++++ 원본 데이터

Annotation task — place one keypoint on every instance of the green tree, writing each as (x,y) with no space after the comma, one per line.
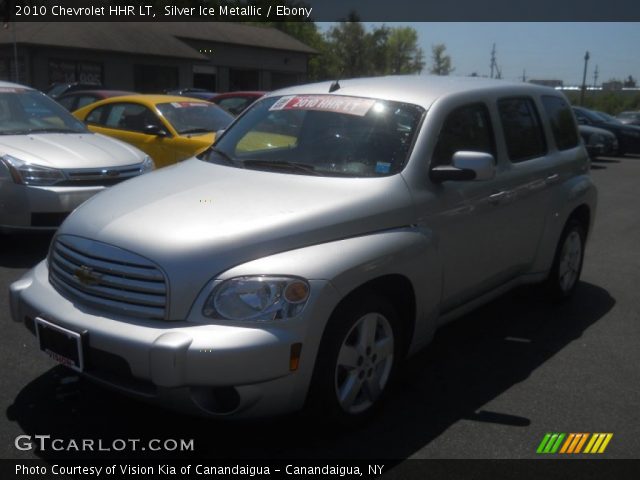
(403,54)
(441,62)
(355,52)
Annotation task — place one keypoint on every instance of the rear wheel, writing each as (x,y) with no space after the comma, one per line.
(567,265)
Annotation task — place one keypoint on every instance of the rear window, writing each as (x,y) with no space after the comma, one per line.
(563,125)
(522,129)
(329,135)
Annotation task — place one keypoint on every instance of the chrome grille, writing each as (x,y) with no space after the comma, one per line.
(107,277)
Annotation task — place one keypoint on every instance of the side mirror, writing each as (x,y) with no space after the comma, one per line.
(155,130)
(465,166)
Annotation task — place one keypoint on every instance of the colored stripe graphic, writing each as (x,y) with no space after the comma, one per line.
(598,443)
(551,443)
(573,443)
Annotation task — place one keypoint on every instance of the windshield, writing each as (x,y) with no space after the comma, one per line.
(194,117)
(607,118)
(328,135)
(25,111)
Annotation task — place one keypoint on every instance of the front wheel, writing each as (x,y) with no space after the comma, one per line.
(357,358)
(567,265)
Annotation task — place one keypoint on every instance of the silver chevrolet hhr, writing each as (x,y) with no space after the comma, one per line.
(50,163)
(323,238)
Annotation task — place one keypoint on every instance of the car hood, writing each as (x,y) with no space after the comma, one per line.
(70,150)
(195,220)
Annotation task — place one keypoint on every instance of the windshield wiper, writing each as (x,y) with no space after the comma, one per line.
(195,130)
(52,130)
(284,165)
(228,158)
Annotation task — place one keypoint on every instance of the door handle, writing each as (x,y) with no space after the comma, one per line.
(552,179)
(495,198)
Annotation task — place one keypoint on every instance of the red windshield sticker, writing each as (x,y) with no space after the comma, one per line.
(327,103)
(12,90)
(188,104)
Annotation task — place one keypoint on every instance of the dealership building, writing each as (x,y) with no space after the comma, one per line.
(152,57)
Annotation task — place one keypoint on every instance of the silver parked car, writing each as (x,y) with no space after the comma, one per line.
(324,237)
(50,163)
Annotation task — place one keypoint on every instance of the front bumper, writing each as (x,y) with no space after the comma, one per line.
(24,207)
(208,369)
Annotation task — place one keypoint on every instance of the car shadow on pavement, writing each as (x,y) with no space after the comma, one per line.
(604,160)
(23,250)
(469,363)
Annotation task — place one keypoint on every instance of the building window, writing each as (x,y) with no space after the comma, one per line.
(66,71)
(154,78)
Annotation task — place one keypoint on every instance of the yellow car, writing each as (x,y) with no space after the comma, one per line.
(168,128)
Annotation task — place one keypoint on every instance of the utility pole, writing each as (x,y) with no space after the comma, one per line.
(493,59)
(584,79)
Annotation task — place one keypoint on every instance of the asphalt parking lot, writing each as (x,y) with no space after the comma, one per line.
(490,386)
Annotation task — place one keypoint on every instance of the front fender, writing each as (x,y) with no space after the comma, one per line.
(350,263)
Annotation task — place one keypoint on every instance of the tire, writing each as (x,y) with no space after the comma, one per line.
(356,361)
(567,264)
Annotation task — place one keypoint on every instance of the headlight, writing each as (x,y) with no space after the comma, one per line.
(257,299)
(31,174)
(147,165)
(596,139)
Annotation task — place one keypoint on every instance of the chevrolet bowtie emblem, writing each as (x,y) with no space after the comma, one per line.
(87,276)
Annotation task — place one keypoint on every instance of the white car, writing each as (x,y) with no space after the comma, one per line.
(50,162)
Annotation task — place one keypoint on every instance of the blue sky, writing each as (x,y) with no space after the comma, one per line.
(544,50)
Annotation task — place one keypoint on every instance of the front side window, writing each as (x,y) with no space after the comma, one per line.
(467,128)
(562,124)
(522,129)
(25,111)
(327,135)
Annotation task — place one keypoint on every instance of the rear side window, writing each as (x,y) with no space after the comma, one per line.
(466,128)
(562,123)
(522,129)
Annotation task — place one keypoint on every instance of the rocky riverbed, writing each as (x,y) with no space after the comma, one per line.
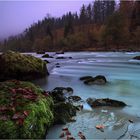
(122,74)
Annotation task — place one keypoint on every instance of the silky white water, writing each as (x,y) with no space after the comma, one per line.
(123,76)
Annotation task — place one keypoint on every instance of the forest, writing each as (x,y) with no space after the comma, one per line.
(99,26)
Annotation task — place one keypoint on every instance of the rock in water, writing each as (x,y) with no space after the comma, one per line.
(46,56)
(85,78)
(25,111)
(74,98)
(105,102)
(63,112)
(98,80)
(137,57)
(21,67)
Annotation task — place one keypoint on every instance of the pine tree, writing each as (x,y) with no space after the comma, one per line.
(83,17)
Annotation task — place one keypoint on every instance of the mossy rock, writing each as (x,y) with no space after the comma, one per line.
(25,111)
(22,67)
(137,57)
(63,112)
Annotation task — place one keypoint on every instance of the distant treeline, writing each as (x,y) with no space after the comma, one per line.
(101,25)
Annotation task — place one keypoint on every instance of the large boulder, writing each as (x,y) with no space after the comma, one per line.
(98,80)
(137,57)
(105,102)
(22,67)
(26,111)
(64,112)
(85,78)
(46,56)
(59,93)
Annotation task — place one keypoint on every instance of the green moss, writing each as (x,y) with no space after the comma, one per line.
(38,115)
(22,67)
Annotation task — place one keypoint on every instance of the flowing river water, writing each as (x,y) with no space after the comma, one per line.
(123,75)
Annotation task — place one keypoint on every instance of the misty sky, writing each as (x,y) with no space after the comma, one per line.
(15,16)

++++++++

**문제 제시**.
위 모든 기록의 각 줄을 빈 줄은 빼고 번호를 붙인 목록으로 제시하십시오. 그림은 답에 넣지 마십시오.

**아래 결과**.
1. Annotation task — place one keypoint on every instance of the green tree, writing each as (x,y) with no space after the comma, one per line.
2. (403,54)
3. (441,62)
4. (355,52)
5. Annotation task — place one keypoint on every instance of the rear wheel, writing each as (x,y) with no space after the comma, one per line.
6. (567,265)
7. Annotation task — place one keypoint on every instance of the rear window, writing each as (x,y) with no space after the comma, one per line.
8. (563,125)
9. (522,129)
10. (329,135)
11. Annotation task — place one keypoint on every instance of the chrome grille, writing each as (x,y) with no space after the comma, one per line.
12. (107,277)
13. Annotation task — place one keypoint on every instance of the side mirror, writing each as (x,y) with no space after the comma, one per line.
14. (155,130)
15. (465,166)
16. Annotation task — place one keypoint on every instance of the colored stripe graphic, writing each as (x,y) with no space after the comma, one per line.
17. (598,443)
18. (551,443)
19. (573,443)
20. Annotation task — place one keypoint on every instance of the windshield, writing each as (x,y) with no space after the comma, one per line.
21. (194,117)
22. (607,118)
23. (328,135)
24. (25,111)
25. Annotation task — place one keypoint on every instance of the front wheel, writing each as (x,y) with no space after the comma, one per line.
26. (357,358)
27. (567,265)
28. Annotation task — place one keypoint on every instance of the silver chevrolet hhr, writing each as (x,y) with no space after the comma, one per line.
29. (50,163)
30. (323,238)
31. Annotation task — place one keypoint on every instance of the car hood, writing each as (x,y) with no space after the comma, one per line.
32. (70,150)
33. (195,220)
34. Annotation task — place one keypoint on every instance of the windshield wiper, writing each as (x,y) with no space after the comma, one per line.
35. (195,130)
36. (52,130)
37. (284,165)
38. (228,158)
39. Annotation task — place one keypoint on every instance of the door handle, writing each as (x,y) with no space after the comma, one per line.
40. (552,179)
41. (495,198)
42. Annotation task — place one keypoint on every instance of the red windshield sticker, writing each as (x,y) with no space after the comma, one per line.
43. (327,103)
44. (12,90)
45. (188,104)
46. Annotation task — place one keypoint on every instance of the dealership building, writing each as (x,y) with no space after the comma, one per line.
47. (152,57)
48. Annotation task — place one keypoint on every instance of the silver parked car, writing each as (x,y) with no space after the comma, one per line.
49. (324,237)
50. (50,163)
51. Annotation task — place one keypoint on every instance of the front bumper, writing each as (x,y) with no space after the comma, one per line.
52. (24,207)
53. (208,369)
54. Annotation task — place one keypoint on every instance of the car shadow on pavement, writing each as (x,y) with no space after the comma, one per line.
55. (604,160)
56. (23,250)
57. (469,363)
58. Annotation task — place one keypoint on every instance of the building window, writing each as (x,y) with no space after the comma, one per line.
59. (66,71)
60. (154,78)
61. Annotation task — place one keypoint on every instance of the yellow car, writing each as (x,y) with no space after the comma, one per line.
62. (168,128)
63. Annotation task — place one keypoint on every instance of the utility pole, writing each as (x,y) with no space after the comma, one per line.
64. (493,59)
65. (584,79)
66. Annotation task — place one keypoint on every instance of the asphalt parking lot, writing each as (x,y) with no space after the comma, one per line.
67. (490,386)
68. Annotation task — place one keypoint on every instance of the front fender, writing each as (x,y) with no space after the comma, one per line.
69. (350,263)
70. Annotation task — place one keypoint on every instance of the tire, writing each as (x,y) with no space after the comma, one per line.
71. (356,361)
72. (567,264)
73. Annotation task — place one keypoint on every instance of the headlight, writing each as (x,y) with no space after the comma, one per line.
74. (257,299)
75. (31,174)
76. (147,165)
77. (596,139)
78. Annotation task — place one keypoint on every instance of the chevrolet bowtie emblem, writing each as (x,y) with no space after the comma, one per line.
79. (87,276)
80. Annotation task — place one keypoint on every instance of the white car, writing each as (x,y) with no space after the comma, one per line.
81. (50,162)
82. Annotation task — place one keypoint on every instance of the blue sky, writing each as (x,y) with no space after the comma, one per line.
83. (544,50)
84. Annotation task — place one keypoint on every instance of the front side window, writing each as (x,y) with no space after the comma, one per line.
85. (467,128)
86. (562,124)
87. (522,129)
88. (25,111)
89. (327,135)
90. Annotation task — place one keypoint on every instance of the rear side window, writing each as (x,y) with no space after the comma, one per line.
91. (466,128)
92. (562,123)
93. (522,129)
94. Annotation task — place one keypoint on every instance of the rocky riverbed, writing each as (x,y) with no space after the comma, one per line.
95. (122,74)
96. Annotation task — place one keypoint on every instance of the silky white water, writing each as (x,y) with no space after the comma, one per line.
97. (123,76)
98. Annotation task — place one keypoint on every instance of the forest, writing each as (x,y) with no space after the comma, one per line.
99. (99,26)
100. Annotation task — place one keypoint on every instance of the rock in water, writing each as (x,y) with no space after the comma, one per line.
101. (46,56)
102. (85,78)
103. (25,111)
104. (74,98)
105. (105,102)
106. (63,112)
107. (98,80)
108. (137,57)
109. (21,67)
110. Annotation task — place one keypoint on every instance of the pine tree, writing each as (x,y) with no space after the comma, one per line.
111. (83,17)
112. Annotation task — place one keypoint on every instance of the mossy rock, writing each as (x,y) with no space after the comma, one per line.
113. (25,111)
114. (22,67)
115. (137,57)
116. (63,112)
117. Annotation task — place one keypoint on every instance of the distant treeline, writing each as (x,y) with no space after the comma, one per line.
118. (101,25)
119. Annotation task — place one keypoint on every instance of the large boulder, writing each as (x,y) with no space after the comma, one per line.
120. (98,80)
121. (137,57)
122. (105,102)
123. (22,67)
124. (26,111)
125. (64,112)
126. (85,78)
127. (46,56)
128. (59,93)
129. Annotation task — place one keypoint on every instance of the green moss, writing each as (x,y) with no space after the comma, one per line.
130. (38,115)
131. (22,67)
132. Annotation task — place one keypoint on every instance of the flowing river water, writing each as (x,y) with no space after the comma, one per line.
133. (123,75)
134. Annotation task — place one keypoint on every instance of the misty sky, writing each as (x,y) with no space after the comma, one per line.
135. (15,16)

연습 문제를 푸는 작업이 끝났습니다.